● **Aim**:
Return each of the items below word for word, with no line added, dropped, or altered.

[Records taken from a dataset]
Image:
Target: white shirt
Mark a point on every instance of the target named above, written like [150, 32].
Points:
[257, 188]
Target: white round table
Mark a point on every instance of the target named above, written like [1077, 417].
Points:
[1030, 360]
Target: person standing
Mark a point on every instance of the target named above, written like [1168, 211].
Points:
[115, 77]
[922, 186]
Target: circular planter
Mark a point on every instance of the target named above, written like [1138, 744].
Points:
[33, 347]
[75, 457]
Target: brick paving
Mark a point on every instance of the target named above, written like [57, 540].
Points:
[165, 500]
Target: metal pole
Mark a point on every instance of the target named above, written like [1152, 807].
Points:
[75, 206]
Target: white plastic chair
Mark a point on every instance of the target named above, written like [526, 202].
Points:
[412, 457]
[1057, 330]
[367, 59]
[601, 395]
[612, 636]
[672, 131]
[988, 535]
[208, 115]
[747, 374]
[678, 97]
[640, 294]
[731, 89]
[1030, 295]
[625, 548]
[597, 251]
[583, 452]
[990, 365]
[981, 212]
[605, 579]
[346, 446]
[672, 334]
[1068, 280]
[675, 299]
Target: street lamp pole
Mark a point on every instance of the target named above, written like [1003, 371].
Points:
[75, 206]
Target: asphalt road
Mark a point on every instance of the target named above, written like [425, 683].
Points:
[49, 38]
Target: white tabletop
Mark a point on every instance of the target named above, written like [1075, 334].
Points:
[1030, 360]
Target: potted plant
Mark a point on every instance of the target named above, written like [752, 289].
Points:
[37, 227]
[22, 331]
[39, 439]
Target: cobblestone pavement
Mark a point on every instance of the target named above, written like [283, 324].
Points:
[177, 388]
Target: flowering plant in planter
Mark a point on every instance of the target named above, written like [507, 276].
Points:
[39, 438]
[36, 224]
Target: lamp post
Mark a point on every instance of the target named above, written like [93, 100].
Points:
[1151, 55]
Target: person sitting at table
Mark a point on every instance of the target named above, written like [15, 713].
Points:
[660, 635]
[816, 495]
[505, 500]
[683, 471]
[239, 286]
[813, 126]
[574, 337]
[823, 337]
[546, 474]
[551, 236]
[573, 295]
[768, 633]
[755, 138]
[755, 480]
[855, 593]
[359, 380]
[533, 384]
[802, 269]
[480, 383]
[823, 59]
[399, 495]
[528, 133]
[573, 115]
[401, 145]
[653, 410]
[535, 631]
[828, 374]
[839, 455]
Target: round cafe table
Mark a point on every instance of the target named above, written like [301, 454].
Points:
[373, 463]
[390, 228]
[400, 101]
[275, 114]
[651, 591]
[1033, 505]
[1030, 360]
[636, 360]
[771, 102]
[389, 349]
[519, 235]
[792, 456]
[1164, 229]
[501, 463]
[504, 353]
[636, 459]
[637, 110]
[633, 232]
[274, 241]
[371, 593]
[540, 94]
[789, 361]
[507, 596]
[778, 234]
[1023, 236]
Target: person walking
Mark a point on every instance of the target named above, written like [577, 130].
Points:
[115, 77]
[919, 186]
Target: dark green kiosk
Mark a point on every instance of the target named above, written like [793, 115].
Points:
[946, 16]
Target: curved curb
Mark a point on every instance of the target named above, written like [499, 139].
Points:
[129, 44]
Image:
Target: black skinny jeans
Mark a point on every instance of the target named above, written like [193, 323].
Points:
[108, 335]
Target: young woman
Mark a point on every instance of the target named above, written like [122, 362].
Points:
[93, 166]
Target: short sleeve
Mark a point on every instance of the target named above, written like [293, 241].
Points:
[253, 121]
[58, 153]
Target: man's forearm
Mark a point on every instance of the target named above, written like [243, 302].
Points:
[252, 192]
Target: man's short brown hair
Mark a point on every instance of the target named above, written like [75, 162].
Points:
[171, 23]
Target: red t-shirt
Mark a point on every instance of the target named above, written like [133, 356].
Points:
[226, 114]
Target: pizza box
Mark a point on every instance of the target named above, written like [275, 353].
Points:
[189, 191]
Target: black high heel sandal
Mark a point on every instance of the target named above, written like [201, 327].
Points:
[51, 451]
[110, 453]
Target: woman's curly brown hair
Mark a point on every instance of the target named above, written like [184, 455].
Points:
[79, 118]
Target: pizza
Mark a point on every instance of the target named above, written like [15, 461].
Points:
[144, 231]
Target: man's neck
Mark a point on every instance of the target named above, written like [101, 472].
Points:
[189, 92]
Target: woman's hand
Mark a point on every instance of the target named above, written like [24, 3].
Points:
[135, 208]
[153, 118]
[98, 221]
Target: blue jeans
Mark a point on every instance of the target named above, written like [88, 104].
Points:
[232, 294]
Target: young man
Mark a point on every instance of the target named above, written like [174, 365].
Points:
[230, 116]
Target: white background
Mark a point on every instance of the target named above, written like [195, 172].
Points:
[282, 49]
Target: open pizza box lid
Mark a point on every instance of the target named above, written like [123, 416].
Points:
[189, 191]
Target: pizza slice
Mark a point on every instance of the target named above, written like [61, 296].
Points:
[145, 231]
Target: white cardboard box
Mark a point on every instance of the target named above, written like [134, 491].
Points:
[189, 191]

● **Answer to this problem**:
Image:
Target: white shirt
Mark a point on every instance of the target named above, written like [150, 32].
Points:
[257, 188]
Target: white round table
Mark a point on every instance of the target named above, written like [1077, 417].
Points:
[1030, 360]
Target: person standing
Mark a point on every instance of the target named above, written like [1168, 211].
Points:
[115, 77]
[922, 186]
Target: circular planter
Mark a point on every instance of the target named above, written like [1138, 744].
Points:
[33, 347]
[75, 457]
Target: brick paving
Mark a point on every instance of the target named above, written like [57, 540].
Points:
[165, 500]
Target: metal pole
Mark a point on every instance of the target named above, written like [1152, 807].
Points:
[75, 206]
Target: white plastic chair
Mark a point on every instance of the target named above, written like [526, 202].
Points:
[412, 457]
[1057, 330]
[367, 59]
[601, 395]
[612, 636]
[672, 131]
[988, 535]
[208, 115]
[747, 374]
[678, 97]
[640, 294]
[731, 89]
[1030, 295]
[625, 548]
[597, 251]
[583, 452]
[990, 365]
[981, 212]
[605, 579]
[346, 446]
[672, 334]
[1068, 280]
[675, 299]
Target: street lamp pole
Mark a point on every instance of the target named above, written like [1003, 371].
Points:
[75, 206]
Target: asphalt road
Mark a point on every instance of the target named above, written like [425, 683].
Points:
[49, 38]
Target: white tabletop
Mark a point on every instance of the target named above, written like [1075, 334].
Points:
[1030, 360]
Target: potted plant
Mark a point on every instance of the target named above, written like [752, 289].
Points:
[37, 227]
[22, 331]
[39, 439]
Target: cobblestone pavement
Mark a point on every instance of the target named above, written like [283, 324].
Points:
[177, 388]
Target: flowering plant in planter
Mark a point on every instance of the target named above, written like [507, 276].
Points:
[39, 438]
[36, 224]
Target: lamp post
Mark a point on every instance of the target named above, written like [93, 100].
Points:
[1151, 55]
Target: person sitting at table
Mark a point on every instance of the target named above, written like [15, 713].
Points:
[660, 635]
[816, 495]
[505, 500]
[683, 471]
[239, 286]
[813, 126]
[574, 337]
[823, 337]
[546, 474]
[551, 236]
[573, 295]
[768, 633]
[755, 138]
[755, 480]
[855, 593]
[359, 380]
[533, 384]
[802, 269]
[480, 383]
[823, 59]
[399, 495]
[528, 133]
[573, 115]
[401, 145]
[653, 410]
[535, 631]
[828, 374]
[839, 455]
Target: round cafe table
Mark a point on every instance of the target named above, written like [301, 454].
Points:
[373, 463]
[390, 228]
[400, 101]
[275, 114]
[651, 591]
[1033, 505]
[1030, 360]
[636, 360]
[771, 102]
[389, 349]
[519, 235]
[792, 456]
[1164, 229]
[501, 463]
[504, 353]
[636, 459]
[637, 110]
[633, 232]
[274, 241]
[371, 593]
[540, 94]
[789, 361]
[507, 596]
[778, 234]
[1023, 236]
Target: person walking
Mark a point on every instance of the target named above, written like [577, 130].
Points:
[115, 77]
[919, 186]
Target: dark green kiosk
Mark a point on every instance of the target named above, written like [793, 115].
Points:
[946, 16]
Target: curved curb
Mark a point on every instance of the target named above, written like [499, 139].
Points:
[129, 44]
Image:
Target: black skinny jeans
Mark a point on every instance of the target named above, written like [193, 323].
Points:
[108, 335]
Target: young woman
Mark a point on every instance of the target named above, written like [122, 362].
Points:
[93, 166]
Target: short sleeve
Mark a point on every instance of the target named above, written like [293, 241].
Points:
[253, 121]
[58, 153]
Target: man's forearm
Mark a point on every instance of the target named above, written like [243, 302].
Points:
[252, 192]
Target: man's short brown hair
Mark a point on every instance of the target named above, written like [75, 162].
Points:
[171, 23]
Target: red t-shirt
Mark a point on every instance of the target named above, written like [133, 356].
Points:
[226, 114]
Target: pizza box
Mark a point on every instance of the target named above, written like [275, 353].
Points:
[189, 191]
Target: black high heel sandal
Mark a point on every instance of the target named above, written like [201, 327].
Points:
[51, 451]
[110, 453]
Target: woman's curly brown hair
Mark a point on every instance of the target named above, written like [184, 455].
Points:
[79, 118]
Target: pizza
Mark a point on every instance of the target named above, written like [15, 461].
Points:
[144, 231]
Target: man's neck
Mark a point on every instance of the target named above, written like [101, 472].
Points:
[189, 92]
Target: woman's hand
Mark a point on every instance of the target named above, written like [24, 3].
Points:
[135, 208]
[153, 118]
[98, 221]
Target: blue jeans
Mark a point on every instance of the target named above, written like [88, 104].
Points:
[232, 294]
Target: young man
Mark a point on every instance of the target named above, written like [174, 365].
Points:
[230, 116]
Target: white background
Mark a point on every instance of the target named above, written like [195, 172].
Points:
[282, 49]
Target: open pizza box lid
Mark a point on every instance of the target named above, written like [123, 416].
Points:
[189, 191]
Target: pizza slice
Mark a point on every instance of the target named above, written like [61, 296].
Points:
[145, 231]
Target: white cardboard box
Mark a point on every instance of the target named above, written like [134, 491].
Points:
[189, 191]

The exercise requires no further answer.